═════ PASSAGE TO READ
11001 LSR 2 = 00110; 11001 LSL 2 = 00100;

Arithmetic shifter

It is the same as logical shifter, but on right shifts fills the most significant bits with a copy of the old most significant bit (msb). This is useful for multiplying and dividing signed numbers. Arithmetic shift left (ASL) is the same as logical shift left (LSL) because we will fill the empty spots at right with 0, this doesn't matter much. For example,

11001 ASR 2 = 11110; 11001 ASL 2 = 00100;

Rotator

It rotates number in circle such that empty spots are filled with bits shifted off the other end.

11001 ROR 2 = 01110; 11001 ROL 2 = 00111;

A N-bit shifter can be built from N N:1 multiplexers. The input is shifted by 0 to $N-1$ bits, depending on the value of the $\log_2N$ -bit select lines (shamt). Figure 5.16 shows the symbol and hardware of 4-bit shifters. The operators <<, >>, and >>> typically indicate shift left, logical shift right, and arithmetic shift right, respectively.

Image Explanation

For the Figure 5.16(b), which is about srl (shift right logical), we can divide it into four cases
1. shamt = 00 (no shift), then output $Y_{[3:0]}=A_{[3:0]}$ .
2. shamt = 01 (srl 1 bit), then output $Y_{[3:0]}=\{0,~A_{[3:1]}\}$
3. shamt = 10 (srl 2 bits), then output $Y_{[3:0]}=\{00,~A_{[3:2]}\}$
4. shamt = 11 (srl 3 bits), then output $Y_{[3:0]}=\{000,~A_3\}$
Such a shifter shown in the Figure 5.16 which can combinationally shift an input by an arbitrary amount is called a barrel shifter.
Shift by a fixed amount (e.g., 1 bit, 2 bits, etc) onlys needs rewiring! It doesn't need any multiplexer.

If we want to use this idea to build a 32-bit shifter, we need 32 32:1 multiplexer, which has a very high hardware usage. To solve this problem, let's introduce the hardware-efficient shifter.
══════════
» **PROBLEM STATEMENT**
Repeat, without changes, the stretch of the passage on shifters from "Image Explanation" through "a barrel shifter.".
═════ RECORDS SUPPLIED
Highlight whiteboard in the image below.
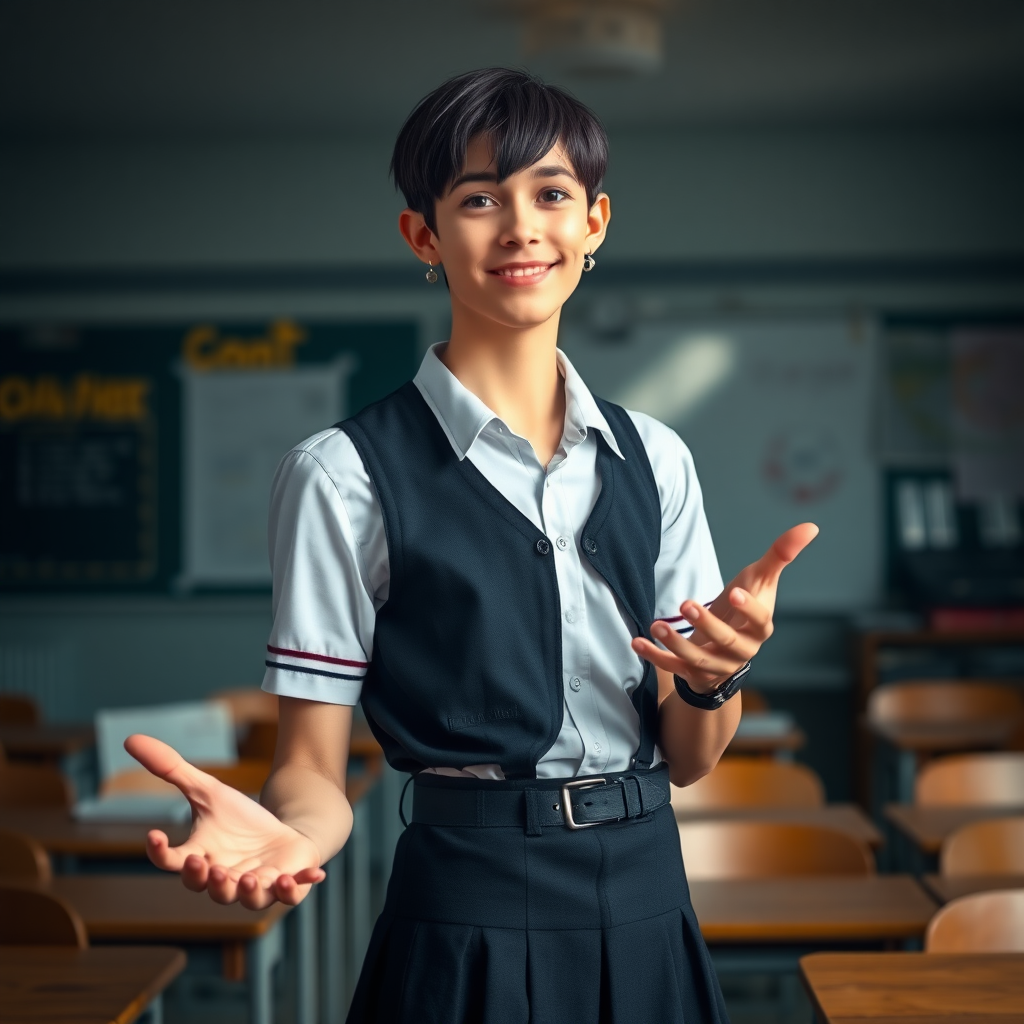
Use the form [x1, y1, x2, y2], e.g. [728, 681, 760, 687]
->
[561, 315, 882, 612]
[178, 354, 356, 589]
══════════
» **RESPONSE BELOW**
Image Explanation

For the Figure 5.16(b), which is about srl (shift right logical), we can divide it into four cases
1. shamt = 00 (no shift), then output $Y_{[3:0]}=A_{[3:0]}$ .
2. shamt = 01 (srl 1 bit), then output $Y_{[3:0]}=\{0,~A_{[3:1]}\}$
3. shamt = 10 (srl 2 bits), then output $Y_{[3:0]}=\{00,~A_{[3:2]}\}$
4. shamt = 11 (srl 3 bits), then output $Y_{[3:0]}=\{000,~A_3\}$
Such a shifter shown in the Figure 5.16 which can combinationally shift an input by an arbitrary amount is called a barrel shifter.